→ GOAL:
Reproduce every line of the records from the line containing "child's bare foot." through the end of the records, requests included, with each point coordinate in the answers multiplied by 1.35 and rounded to a whole number, halves rounding up. Include only those lines, and leave the pictures out.

→ DATA TO USE:
** start **

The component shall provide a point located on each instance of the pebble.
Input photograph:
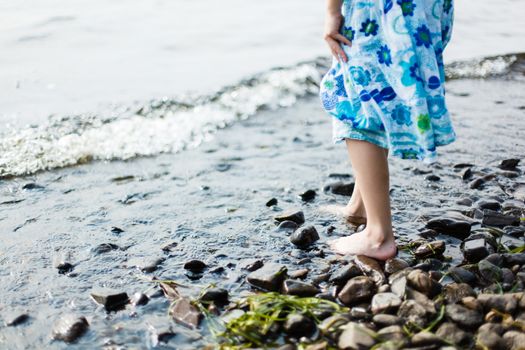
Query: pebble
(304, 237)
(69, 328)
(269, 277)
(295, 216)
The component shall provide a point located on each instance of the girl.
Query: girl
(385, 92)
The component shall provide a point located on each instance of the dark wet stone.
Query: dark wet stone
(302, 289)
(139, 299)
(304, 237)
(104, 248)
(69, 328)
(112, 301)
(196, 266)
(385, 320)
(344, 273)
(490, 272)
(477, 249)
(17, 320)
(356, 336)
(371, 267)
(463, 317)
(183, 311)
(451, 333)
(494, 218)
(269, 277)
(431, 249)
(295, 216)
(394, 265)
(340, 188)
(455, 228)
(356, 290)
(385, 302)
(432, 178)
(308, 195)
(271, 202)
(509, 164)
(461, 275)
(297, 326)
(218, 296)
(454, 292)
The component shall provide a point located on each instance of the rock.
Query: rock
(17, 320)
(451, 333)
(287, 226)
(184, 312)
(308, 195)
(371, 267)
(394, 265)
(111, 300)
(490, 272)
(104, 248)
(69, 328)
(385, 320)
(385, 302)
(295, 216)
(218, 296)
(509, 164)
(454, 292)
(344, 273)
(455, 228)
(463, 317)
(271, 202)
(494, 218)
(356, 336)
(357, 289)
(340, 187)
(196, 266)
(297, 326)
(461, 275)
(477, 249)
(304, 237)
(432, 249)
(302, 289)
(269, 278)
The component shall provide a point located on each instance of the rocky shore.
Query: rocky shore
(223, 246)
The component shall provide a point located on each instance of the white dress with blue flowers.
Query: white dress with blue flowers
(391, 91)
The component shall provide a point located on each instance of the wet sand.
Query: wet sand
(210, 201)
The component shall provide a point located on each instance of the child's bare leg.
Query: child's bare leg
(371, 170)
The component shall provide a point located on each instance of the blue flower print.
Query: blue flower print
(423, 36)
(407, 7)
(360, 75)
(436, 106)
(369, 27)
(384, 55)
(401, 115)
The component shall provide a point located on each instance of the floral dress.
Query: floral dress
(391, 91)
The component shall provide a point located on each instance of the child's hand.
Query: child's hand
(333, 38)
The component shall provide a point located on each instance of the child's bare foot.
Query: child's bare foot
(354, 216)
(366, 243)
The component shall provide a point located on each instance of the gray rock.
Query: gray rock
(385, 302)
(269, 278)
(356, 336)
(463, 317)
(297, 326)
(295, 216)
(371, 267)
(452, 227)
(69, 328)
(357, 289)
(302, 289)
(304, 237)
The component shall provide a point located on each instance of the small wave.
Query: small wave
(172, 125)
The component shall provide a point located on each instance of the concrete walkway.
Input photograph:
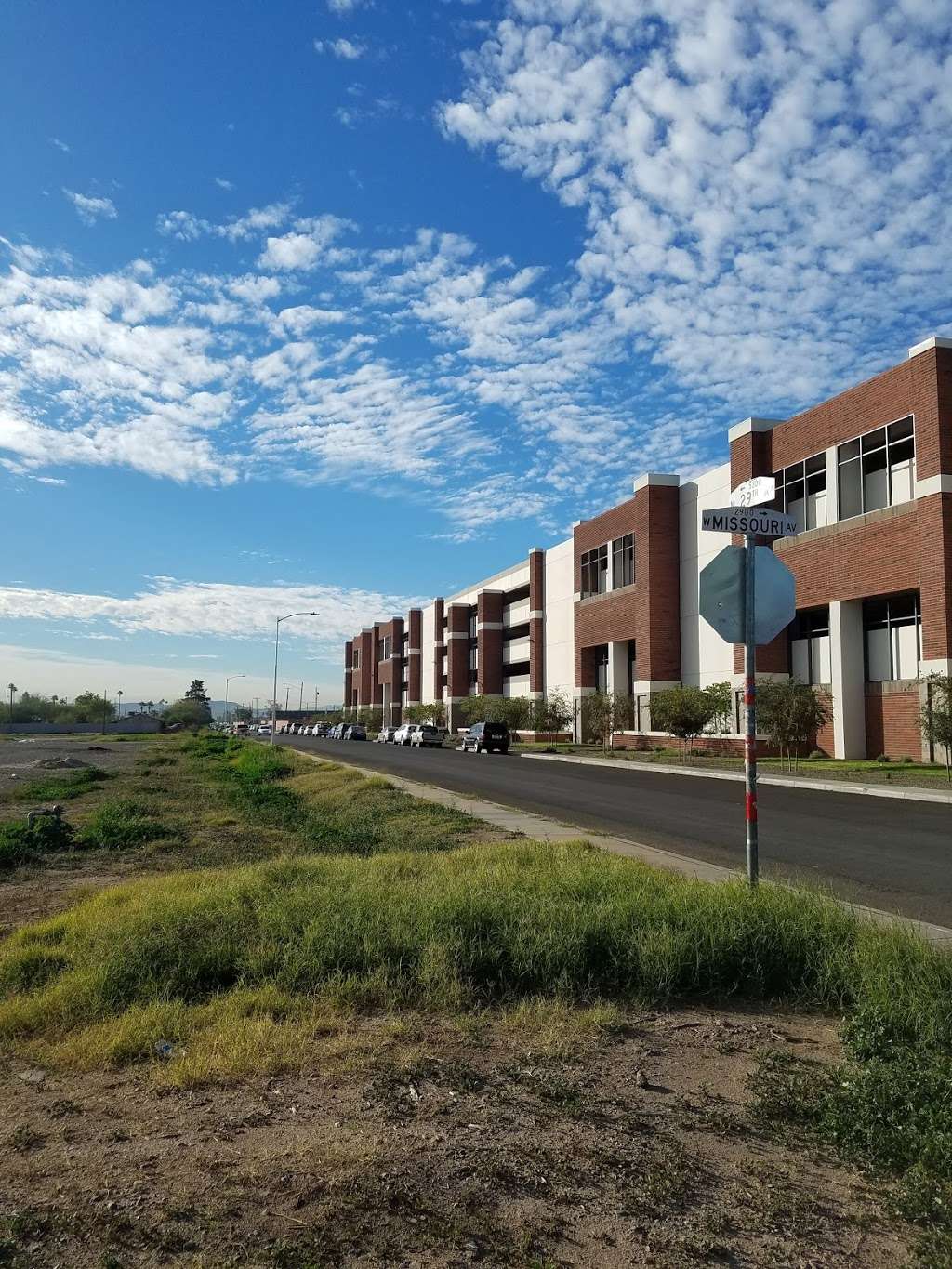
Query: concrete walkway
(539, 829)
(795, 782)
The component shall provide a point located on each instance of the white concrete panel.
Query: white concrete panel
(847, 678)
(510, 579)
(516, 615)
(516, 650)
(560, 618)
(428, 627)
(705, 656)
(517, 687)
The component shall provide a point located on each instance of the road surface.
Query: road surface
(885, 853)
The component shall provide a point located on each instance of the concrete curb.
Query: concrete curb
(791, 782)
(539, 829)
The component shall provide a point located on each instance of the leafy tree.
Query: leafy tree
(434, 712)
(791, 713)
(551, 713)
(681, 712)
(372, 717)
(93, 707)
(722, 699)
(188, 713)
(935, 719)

** end **

→ COMPLETE RESPONSE:
The component shall provide a point located on each instance of the child's bare foot.
Query: child's bare foot
(478, 292)
(494, 328)
The component shall provide a point located on each instance of the gray rock.
Query: gray rock
(520, 408)
(363, 375)
(481, 454)
(625, 428)
(401, 440)
(398, 292)
(501, 360)
(610, 306)
(93, 443)
(482, 390)
(408, 390)
(410, 320)
The component shall provide a point located on each instance of the small wave.
Query: small wave
(232, 169)
The component shall provide a point located on each instance of the concrete walkway.
Input photograph:
Query: concrete walkway
(728, 1119)
(1073, 1056)
The component shall provide a point located on each instance of the white concrete panel.
Query: white concrete panel
(1143, 915)
(689, 782)
(697, 830)
(697, 878)
(756, 834)
(578, 846)
(952, 886)
(698, 927)
The component shall provide a point located on each instance of the road surface.
Query: road surface
(1195, 1152)
The component shall provide a point located on each instance of the concrete curb.
Query: concrete curb
(1068, 1056)
(728, 1119)
The component shall provide a point located on each instance of the leafy tree.
Query: leafy tree
(586, 961)
(1068, 963)
(744, 963)
(919, 961)
(502, 968)
(126, 954)
(975, 944)
(254, 963)
(1262, 971)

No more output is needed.